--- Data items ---
──────────
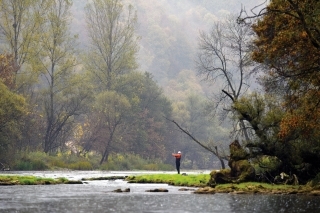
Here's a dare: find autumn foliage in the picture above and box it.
[0,54,17,89]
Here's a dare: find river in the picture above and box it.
[0,171,320,213]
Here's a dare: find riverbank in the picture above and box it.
[126,174,320,196]
[0,171,320,196]
[0,175,82,186]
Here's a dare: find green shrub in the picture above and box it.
[68,161,93,170]
[13,161,32,171]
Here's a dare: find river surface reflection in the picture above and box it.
[0,172,320,213]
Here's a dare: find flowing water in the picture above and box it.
[0,172,320,213]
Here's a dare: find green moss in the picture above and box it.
[126,174,210,187]
[0,175,68,185]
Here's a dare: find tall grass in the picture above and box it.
[11,152,174,171]
[127,174,210,187]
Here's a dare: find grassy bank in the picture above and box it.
[0,175,82,185]
[10,152,174,171]
[126,174,320,196]
[126,174,210,187]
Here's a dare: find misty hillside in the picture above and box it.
[72,0,260,99]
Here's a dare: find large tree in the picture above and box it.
[33,0,87,152]
[196,15,252,141]
[85,0,138,163]
[252,0,320,179]
[0,0,49,86]
[86,0,138,91]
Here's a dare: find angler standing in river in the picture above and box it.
[172,151,181,174]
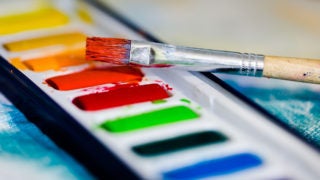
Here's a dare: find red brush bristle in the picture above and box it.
[86,37,131,65]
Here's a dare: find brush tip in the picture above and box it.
[86,37,131,65]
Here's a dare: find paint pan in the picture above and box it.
[72,84,170,111]
[100,106,199,133]
[46,66,143,90]
[0,8,69,35]
[163,153,262,179]
[132,131,228,157]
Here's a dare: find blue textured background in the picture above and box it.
[217,74,320,147]
[0,94,93,179]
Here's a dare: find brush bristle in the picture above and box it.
[86,37,131,65]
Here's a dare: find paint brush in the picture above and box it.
[86,37,320,84]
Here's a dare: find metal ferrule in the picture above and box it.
[129,40,264,76]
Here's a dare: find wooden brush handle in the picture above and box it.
[263,56,320,84]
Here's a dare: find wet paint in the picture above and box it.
[0,8,69,35]
[72,84,170,111]
[163,153,262,179]
[20,48,88,72]
[132,131,227,156]
[46,66,143,90]
[100,106,199,133]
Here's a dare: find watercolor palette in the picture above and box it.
[0,1,320,179]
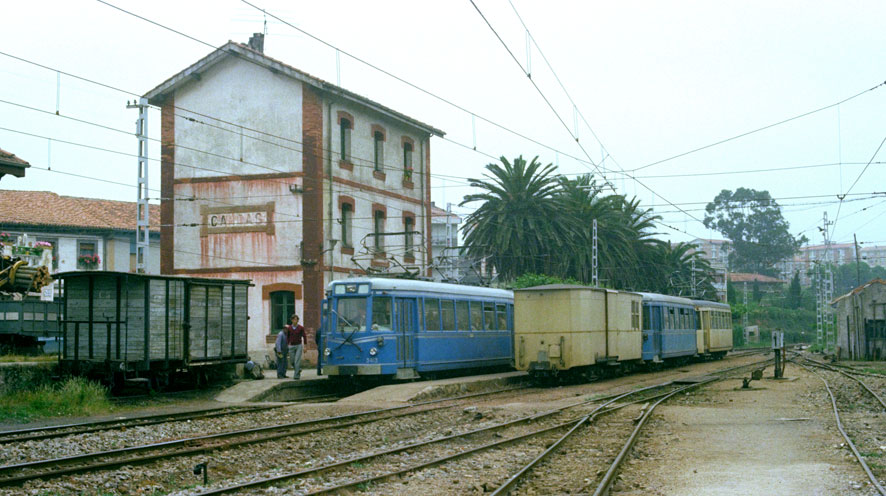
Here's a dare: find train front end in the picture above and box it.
[319,281,404,378]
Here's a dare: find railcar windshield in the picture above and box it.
[335,297,366,333]
[372,296,393,331]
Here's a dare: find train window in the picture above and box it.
[455,301,471,331]
[440,300,456,331]
[471,301,483,331]
[372,296,392,331]
[495,303,508,331]
[425,298,440,331]
[483,301,495,331]
[336,298,366,332]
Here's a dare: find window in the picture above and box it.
[495,303,508,331]
[341,203,354,248]
[483,301,495,331]
[268,291,295,335]
[372,131,385,172]
[631,301,640,329]
[440,300,456,331]
[403,141,412,177]
[471,301,483,331]
[335,297,366,333]
[338,118,354,162]
[37,238,58,270]
[77,241,101,269]
[372,296,393,331]
[403,217,415,258]
[372,210,385,252]
[425,298,440,331]
[455,301,471,331]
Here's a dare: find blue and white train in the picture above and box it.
[318,278,514,379]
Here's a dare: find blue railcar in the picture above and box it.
[318,278,514,379]
[640,293,698,362]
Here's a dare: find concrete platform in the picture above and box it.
[338,372,528,404]
[215,368,326,403]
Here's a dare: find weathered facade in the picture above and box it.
[146,35,443,359]
[832,279,886,360]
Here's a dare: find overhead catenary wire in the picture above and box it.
[8,2,886,246]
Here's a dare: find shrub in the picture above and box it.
[0,377,111,421]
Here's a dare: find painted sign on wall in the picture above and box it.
[200,202,274,237]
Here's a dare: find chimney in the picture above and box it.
[247,33,265,53]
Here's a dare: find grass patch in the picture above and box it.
[0,355,58,363]
[0,377,112,421]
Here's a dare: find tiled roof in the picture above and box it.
[729,272,785,284]
[0,148,31,167]
[0,190,160,232]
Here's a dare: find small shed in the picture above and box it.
[831,279,886,360]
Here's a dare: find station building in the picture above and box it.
[831,279,886,360]
[145,34,444,359]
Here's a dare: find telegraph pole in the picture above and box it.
[591,219,600,288]
[126,97,151,274]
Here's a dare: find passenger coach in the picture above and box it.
[692,300,733,358]
[319,278,514,379]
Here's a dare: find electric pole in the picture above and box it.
[126,97,151,274]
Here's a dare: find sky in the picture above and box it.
[0,0,886,254]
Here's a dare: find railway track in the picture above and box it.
[793,357,886,496]
[180,358,776,495]
[0,405,281,444]
[0,387,524,487]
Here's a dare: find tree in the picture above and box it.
[704,188,808,275]
[459,156,574,280]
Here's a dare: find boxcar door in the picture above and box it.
[394,298,418,368]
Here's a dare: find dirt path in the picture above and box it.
[612,364,876,495]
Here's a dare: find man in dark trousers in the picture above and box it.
[284,314,308,380]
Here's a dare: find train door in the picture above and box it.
[650,306,664,358]
[394,298,418,378]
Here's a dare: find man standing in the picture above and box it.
[274,326,290,379]
[284,314,308,380]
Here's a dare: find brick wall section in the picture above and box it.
[302,85,324,348]
[160,95,175,274]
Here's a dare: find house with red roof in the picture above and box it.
[0,190,160,274]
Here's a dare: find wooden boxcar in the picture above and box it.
[57,271,251,384]
[514,284,642,376]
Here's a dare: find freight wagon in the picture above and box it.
[57,271,251,388]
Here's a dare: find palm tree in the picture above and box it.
[560,175,636,287]
[459,156,573,280]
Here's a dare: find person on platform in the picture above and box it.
[284,314,308,380]
[274,326,289,379]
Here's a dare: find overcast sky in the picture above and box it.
[0,0,886,252]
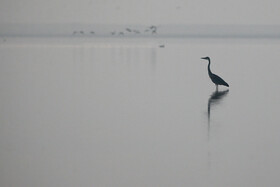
──────────
--- Objective ---
Give back every line of the items above word for word, leaving out the pictures.

--- Result for this task ---
Here's a dare: find autumn foliage in the picture above and box it.
[0,54,17,89]
Here's a dare: find river in the picture above and box it.
[0,171,320,213]
Here's a dare: find riverbank in the picture above and box it.
[126,174,320,196]
[0,171,320,196]
[0,175,82,186]
Here's a dare: find green shrub in the picture above and box it.
[68,161,93,170]
[13,161,32,171]
Here's a dare: find river surface reflection in the picture above and box it.
[0,172,320,213]
Here's a dare: find flowing water in the picture above and box it.
[0,172,320,213]
Here's a dare: find green moss in the picture above and box it.
[126,174,210,187]
[0,175,68,185]
Here's a dare: find tall grass in the picture above and box it.
[11,152,174,171]
[127,174,210,187]
Here's a dare: find grassy bank in the picture above and box it.
[0,175,82,185]
[10,152,174,171]
[126,174,320,196]
[126,174,210,187]
Here's a dare: find misty hillside in the picture above and box it.
[72,0,260,99]
Here's a dare: find large tree in the picture above and box it.
[33,0,87,152]
[196,15,252,141]
[85,0,138,163]
[252,0,320,179]
[0,0,49,86]
[86,0,138,91]
Here's a dare: find angler standing in river in the picture above and box it.
[172,151,181,174]
Here's a dare: find red brush bristle in the picture above and box it.
[86,37,131,65]
Here's a dare: find brush tip in the picture above and box it.
[86,37,131,65]
Here's a dare: find paint pan in the picture above and box it.
[72,84,170,111]
[100,106,199,133]
[46,66,143,90]
[0,8,69,35]
[163,153,262,179]
[132,131,228,157]
Here's a dare: find blue textured background in the picture above and box it.
[217,74,320,147]
[0,94,93,179]
Here's a dare: find brush bristle in the picture above and box it.
[86,37,131,65]
Here's a dare: find paint brush in the picture above and box it.
[86,37,320,84]
Here's a dare: find metal ferrule in the picture above and box it.
[129,40,264,76]
Here's a dare: find wooden brush handle in the picture above and box it.
[263,56,320,84]
Here's a dare: find wet paint in the picture above and box it.
[0,8,69,35]
[72,84,170,111]
[163,153,262,179]
[20,48,88,72]
[132,131,227,156]
[46,66,143,90]
[100,106,199,133]
Here's a dare: find watercolor palette in the picture above and box it.
[0,1,320,179]
Here's a dare: find train front end in the picture above and box it.
[319,281,404,378]
Here's a dare: find railcar windshield in the picture above and box it.
[335,297,366,333]
[372,296,393,331]
Here's a dare: find train window in the picture above and box it.
[455,301,471,331]
[440,300,456,331]
[471,301,483,331]
[372,296,392,331]
[495,303,508,331]
[425,298,440,331]
[483,301,495,331]
[336,298,366,332]
Here's a dare: find window in the picture above and box it.
[495,303,508,331]
[341,203,354,248]
[483,301,495,331]
[268,291,295,335]
[372,131,385,172]
[631,301,640,329]
[440,300,456,331]
[403,141,412,177]
[471,301,483,331]
[335,297,366,333]
[338,118,354,162]
[37,238,58,270]
[77,241,101,269]
[372,296,393,331]
[403,217,415,258]
[372,210,385,252]
[425,298,440,331]
[455,301,471,331]
Here's a dare: find blue and white train in the picture above and box it.
[318,278,514,379]
Here's a dare: find blue railcar in the picture above and box it.
[318,278,514,379]
[640,293,698,362]
Here's a dare: find concrete platform in the picture above and box it.
[338,372,528,404]
[215,368,326,403]
Here's a dare: find weathered facade in the picture above and box it.
[146,35,443,359]
[832,279,886,360]
Here's a dare: find overhead catenary wire in the picture above and box it.
[8,2,886,246]
Here's a dare: find shrub in the picture above and box it.
[0,377,111,421]
Here's a dare: find painted sign on wall in the picture above and box it.
[200,202,274,237]
Here's a dare: find chimney in the picture above and box it.
[247,33,265,53]
Here's a dare: find grass patch in the picture above and box it.
[0,355,58,363]
[0,377,112,421]
Here's a dare: find tiled roof in the picture above and box it.
[729,272,785,284]
[0,148,31,167]
[0,190,160,232]
Here's a dare: find small shed in the picture above and box it.
[831,279,886,360]
Here's a dare: find station building in the picture above and box it.
[831,279,886,360]
[145,34,444,359]
Here's a dare: find telegraph pole in the picture above and box it.
[591,219,600,288]
[126,97,151,274]
Here's a dare: find passenger coach in the picture above and box it.
[692,300,733,358]
[319,278,514,379]
Here's a dare: find electric pole in the picture above and box it.
[126,97,151,274]
Here's a dare: find sky in the picture above and box it.
[0,0,886,254]
Here's a dare: find railway track in the picture above and box it.
[793,357,886,496]
[180,358,776,495]
[0,405,281,444]
[0,387,524,487]
Here's a dare: find tree in the picture above and box it.
[704,188,808,275]
[459,156,574,280]
Here's a dare: find boxcar door in the picture above and box it.
[394,298,418,368]
Here's a dare: find dirt path in the picture above and box it.
[612,364,876,495]
Here's a dare: find man in dark trousers in the picture above and box it.
[284,314,308,380]
Here's a dare: find train door in the picture above and box it.
[650,306,664,358]
[394,298,418,378]
Here's a dare: find man standing in the picture above and box it.
[274,326,290,379]
[284,314,308,380]
Here's a dare: find brick wall section in the picture above and box it.
[302,85,324,348]
[160,95,175,274]
Here's a dare: find house with red roof in the picture above and box it.
[0,190,160,274]
Here's a dare: find wooden boxcar in the picture above and box it.
[57,271,251,384]
[514,284,642,376]
Here's a dare: find freight wagon in the picture above and box it.
[57,271,251,388]
Here's a dare: find palm tree in the picture above and box it.
[560,175,636,287]
[459,156,573,280]
Here's a dare: find person on platform in the picture above and box it.
[284,314,308,380]
[274,326,289,379]
Here's a dare: find overcast sky in the picture above and box it.
[0,0,886,252]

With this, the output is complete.